**EXERCICES:**
• a. Recopiez fidèlement le passage du bulletin de terminologie juridique qui commence aux mots « Bulletin sur la » et s'arrête après « émanant d'autres spécialités. ».
• b. Rédigez la suite du bulletin de terminologie juridique, en reprenant juste après sa dernière phrase.

Ces mots et expressions qui font la loi...

Bulletin sur la terminologie juridique anglais-français
par Frédéric Houbert, traducteur


Septembre - Octobre 2000

Liste des bulletins

Le présent bulletin, destiné initialement aux traducteurs juridiques, intéressera également toute personne désireuse de se familiariser avec la terminologie juridique anglo-saxonne et de mieux comprendre certaines expressions propres au droit français dont le sens est souvent méconnu. Les auteurs étant spécialisés dans le droit commercial et le droit civil, les termes et expressions abordés dans le bulletin relèvent principalement de ces deux domaines, ce qui n'exclut toutefois pas la présence ponctuelle de termes émanant d'autres spécialités.





IT IS THE LEGAL DUTY OF THE ASSURED TO...

Cette phrase, extraite d'une police d'assurance, est intéressante dans la mesure où elle pose la question de l'inversion dans la traduction et de la réorganisation de la phrase dans le texte cible. En effet, parmi ses traductions possibles, on peut notamment envisager : " L'Assuré a pour obligation légale de…". A propos de cette traduction, on remarque que l'accent n'est plus mis, comme dans la phrase originale, sur l'obligation qui revient à l'Assuré, mais sur l'Assuré lui-même. Ce choix de traduction pose le problème du choix de la place des mots dans la traduction : en effet, est-il légitime de modifier l'ordre des mots par rapport à l'original ? Ne risque-t-on pas, ce faisant, d'attirer l'attention du lecteur cible sur un élément qui n'était pas mis en exergue dans le texte original ? Ces questions montrent combien il est indispensable d'examiner le contexte dans lequel apparaît la phrase. Ici, il est à noter que la phrase s'inscrit dans un article intitulé " Obligations in the event of loss or damage " : il est donc évident que ce sont les obligations qui sont mises en avant, et non les parties elles-mêmes, comme c'est le cas dans la traduction française " L'Assuré a pour obligation…". Cette traduction serait donc contestable si le premier paragraphe de l'article ne commençait pas par : " The Assured is required to report each loss…", stipulation qui redonne toute sa légitimité à la traduction de la première phrase puisqu'ici aussi, c'est l'Assuré qui est mis en avant.

Il faut donc relativiser l'importance d'une inversion éventuelle de l'ordre des mots dans le passage du texte original à la traduction. Précisons d'ailleurs, à ce propos, qu'il est presque toujours possible, lorsque cela s'avère indispensable, d'avoir recours à des traductions qui permettent un respect scrupuleux de l'ordre original (dans le cas présent, on pourrait notamment dire : " Il incombe (par la loi) à l'Assuré de…", qui reprend la structure de l'anglais).

STATUTORY

Ce terme figure parmi les principaux faux amis rencontrés dans la traduction des documents juridiques. Il signifie le plus souvent non pas " statutaire ", comme on pourrait l'imaginer, mais " légal ", " prévu par la loi ". Ainsi, statutory holiday, par exemple, se traduit par fête légale, statutory provisions par dispositions légales, statutory requirements par prescriptions légales, statutory texts par textes législatifs, etc. Lorsque le contexte indique que le document ou le concept en question provient non pas du pouvoir législatif (parlement) mais plutôt de l'exécutif (gouvernement, administration), on utilisera alors " réglementaire " au lieu de " légal " ou " législatif ". Dans certains cas, le terme peut toutefois être rendu par " statutaire ", lorsque des obligations par exemple (statutory obligations = obligations statutaires) découlent d'un certain statut.

**DONNÉES PRÉSENTÉES:**
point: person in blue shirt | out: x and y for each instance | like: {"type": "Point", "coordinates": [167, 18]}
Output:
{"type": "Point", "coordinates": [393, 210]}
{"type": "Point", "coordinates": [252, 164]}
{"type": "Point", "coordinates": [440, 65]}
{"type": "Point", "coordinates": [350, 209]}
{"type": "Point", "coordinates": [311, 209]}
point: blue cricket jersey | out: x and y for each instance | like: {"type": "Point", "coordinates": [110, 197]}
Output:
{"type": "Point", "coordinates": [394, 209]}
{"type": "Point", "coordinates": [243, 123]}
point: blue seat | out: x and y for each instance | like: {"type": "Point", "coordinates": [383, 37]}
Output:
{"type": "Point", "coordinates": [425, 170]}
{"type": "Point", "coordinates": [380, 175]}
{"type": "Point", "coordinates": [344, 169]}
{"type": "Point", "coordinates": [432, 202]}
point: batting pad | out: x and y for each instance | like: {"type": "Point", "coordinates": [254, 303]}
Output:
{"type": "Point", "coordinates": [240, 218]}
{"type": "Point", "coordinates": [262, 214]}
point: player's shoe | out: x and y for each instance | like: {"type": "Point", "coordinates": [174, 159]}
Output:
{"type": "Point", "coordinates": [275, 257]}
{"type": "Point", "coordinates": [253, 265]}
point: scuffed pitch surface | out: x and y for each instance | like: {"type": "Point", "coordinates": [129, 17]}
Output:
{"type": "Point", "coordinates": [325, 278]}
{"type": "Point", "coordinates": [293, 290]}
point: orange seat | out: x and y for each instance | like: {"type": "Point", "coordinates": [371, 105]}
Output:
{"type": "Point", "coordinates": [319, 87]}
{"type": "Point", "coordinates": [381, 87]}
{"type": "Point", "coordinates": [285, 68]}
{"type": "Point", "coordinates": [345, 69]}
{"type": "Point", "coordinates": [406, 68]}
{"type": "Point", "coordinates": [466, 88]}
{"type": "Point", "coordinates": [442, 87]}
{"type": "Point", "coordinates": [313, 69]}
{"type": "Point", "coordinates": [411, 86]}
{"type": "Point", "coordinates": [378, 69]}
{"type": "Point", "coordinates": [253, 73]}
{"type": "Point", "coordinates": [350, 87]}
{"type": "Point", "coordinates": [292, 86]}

**RÉPONSES PAR EXERCICE:**
• a.
Bulletin sur la terminologie juridique anglais-français
par Frédéric Houbert, traducteur


Septembre - Octobre 2000

Liste des bulletins

Le présent bulletin, destiné initialement aux traducteurs juridiques, intéressera également toute personne désireuse de se familiariser avec la terminologie juridique anglo-saxonne et de mieux comprendre certaines expressions propres au droit français dont le sens est souvent méconnu. Les auteurs étant spécialisés dans le droit commercial et le droit civil, les termes et expressions abordés dans le bulletin relèvent principalement de ces deux domaines, ce qui n'exclut toutefois pas la présence ponctuelle de termes émanant d'autres spécialités.

• b.
L'adjectif statutory découle en fait du terme statute, qui désigne tout texte adopté par un organe législatif ou exécutif. Statutory apparaît dans bon nombre de cooccurrents dont certains peuvent surprendre par leur concision et leur caractère elliptique. Statutory rape, par exemple, ne doit bien entendu pas être rendu par viol réglementaire ou viol légal, comme on peut le voir parfois ! Cette expression d'origine américaine fait en fait référence à des relations sexuelles avec un(e) mineur(e), que celui-ci ou celle-ci soit consentant(e) ou non d'ailleurs. Il est à noter que l'âge de référence pour la définition de " mineur " dépend, aux États-Unis, de l'État concerné, ce qui peut avoir son importance pour la traduction, par exemple si l'on veut préciser " mineur de moins de 15 ans ". Le concept de statutory rape se rapproche donc plutôt du détournement de mineur en droit français, " infraction par laquelle son auteur soustrait un mineur de l'un ou l'autre sexe à l'autorité ou à la direction de ceux auxquels il était soumis ou confié " (Lexique Dalloz).

LIABILITIES AND RESPONSIBILITIES

Ces deux termes, pris séparément, ont un sens très différent ; en effet, liabilities renvoie généralement à la responsabilité pour ce que l'on a causé, notamment un dommage, alors que responsibilities renvoie à la responsabilité pour ce dont on a la charge. Dans l'expression liabilities and responsibilities toutefois, les deux termes recouvrent le même concept et peuvent se traduire simplement par responsabilités, comme dans la phrase suivante, où le cooccurrent performance interdit toute autre interprétation de liabilities (terme qui, dans un autre contexte, pourrait désigner des dettes ou une autre forme d'engagement, par exemple) : "...may delay the performance of its obligations, liabilities or responsibilities under the Contract." : "…susceptible de retarder l'acquittement de ses obligations et de ses responsabilités aux termes du Contrat."

Si l'on tient à faire une distinction dans la traduction, une autre possibilité existe qui consiste à traduire l'expression par " responsabilité civile ou autre ". Cette solution présente l'avantage non négligeable de laisser la porte ouverte à tous les autres types de responsabilité, dont la responsabilité pénale : " ADP assumes no responsibility or liability for any material that may reside in any other Web site accessed through ADP's Web site." : " ADP n'assume aucune responsabilité civile ou autre en ce qui concerne toute documentation qui pourrait se trouver sur tout autre site auquel vous pourriez avoir accès par le biais de notre site." (extrait d'un site Web).

Pour comprendre la raison d'être de cette expression et, par voie de conséquence, des autres redondances qui fleurissent dans les textes juridiques, il faut s'arrêter sur les motivations qui guident les juristes lorsqu'ils rédigent des contrats ou d'autres documents. Il existe en effet toujours, chez le juriste, la crainte de ne pas être assez complet et surtout, de laisser des brêches dans lesquelles pourra s'engouffrer l'adversaire en cas de litige.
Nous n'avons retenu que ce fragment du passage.